### To do
Repeat word for word the part of the forum thread about lurkers starting at "And the idea" and ending at "Soviet Union. Backwards.".

Good point. So a challenge to the lurkers: *SAY SOMETHING!!!!!*

BEst regards,

Kludge


----------



## seagar (Jan 24, 2009)

O.K. Kludge I will say something !!!

I have now found the on/off switches on my new lathe & mill and now reading all the interesting info. in here every day so as to learn how to make something with them.When I do make somthing I will let you all know LOL. :big:

Ian


----------



## artrans (Jan 24, 2009)

you no I don't think there is a cure for this problem I have been in many clubs and it is always a certain group that seems to do and say more. I guess as long and what gets said helps someone it really does not matter. I for one get attached to certain members such as Brian and dreeves,and shred and captain Jerry to name a far of the more poplar ones.I look forward to there posts because for one thing I will learn something and there offer great wisdom and no how to the site. So really I do not see lurkers as a problem.


----------



## Kludge (Jan 25, 2009)

I think you misunderstand, artrans. Lurkers are NOT a problem. Not now, not ever. We'd just like them to speak up and let us know something about them. They are part of the family. They are that silent 97% that Marv tried to get talking in his related topic. 

Jerry said it well - "You can talk to yourself all you want but you get better answers if you talk to someone else." The 3% Brian mentioned would be more than happy to talk with that 97%, help them with issues, listen to ideas, learn from them (Yeah, folks; we do NOT know everything.), and just generally join in the madness. 

Something I learned a while back was that the person who sits back thinking about a problem rather than jumping in immediately is probably the one who has the best ideas. (Or, stated another way, if an idea sounds dumb but it works then it's not dumb ... and there's only one way to find out if it works.) I know that there's a lot of thinking going on but we never know about it. 

By the way, I've had more than my share of dumb ideas. Trust me on this. Not all worked, and a few of those that did shouldn't have, but they were worth trying anyway because I was out of "smart" ones. 

So ... anyone NOT part of the 3% care to speak up?

BEst regards,

Kludge


----------



## baldrocker (Jan 25, 2009)

Loose nut.
I second your "and"
BR


----------



## Kludge (Jan 25, 2009)

Loose nut  said:
			
		

> And?



And the idea of the game here is to get the lurkers out of lurk mode, even if it's just to recite the entire battle order of the former Soviet Union. Backwards.

And, since that's not happening, I would ask the moderaptors to lock, or preferably delete, this thread.

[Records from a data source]
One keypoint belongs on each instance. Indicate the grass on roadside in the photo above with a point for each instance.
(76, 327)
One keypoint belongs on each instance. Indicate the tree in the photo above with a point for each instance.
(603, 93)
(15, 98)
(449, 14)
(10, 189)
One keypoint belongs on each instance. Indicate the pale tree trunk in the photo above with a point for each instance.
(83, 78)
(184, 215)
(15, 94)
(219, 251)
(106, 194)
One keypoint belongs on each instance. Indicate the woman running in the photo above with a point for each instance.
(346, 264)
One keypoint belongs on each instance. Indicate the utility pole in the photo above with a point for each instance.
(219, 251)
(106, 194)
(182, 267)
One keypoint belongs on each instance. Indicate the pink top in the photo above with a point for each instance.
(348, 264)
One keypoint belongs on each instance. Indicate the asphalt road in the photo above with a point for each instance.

### Response to the task
And the idea of the game here is to get the lurkers out of lurk mode, even if it's just to recite the entire battle order of the former Soviet Union. Backwards.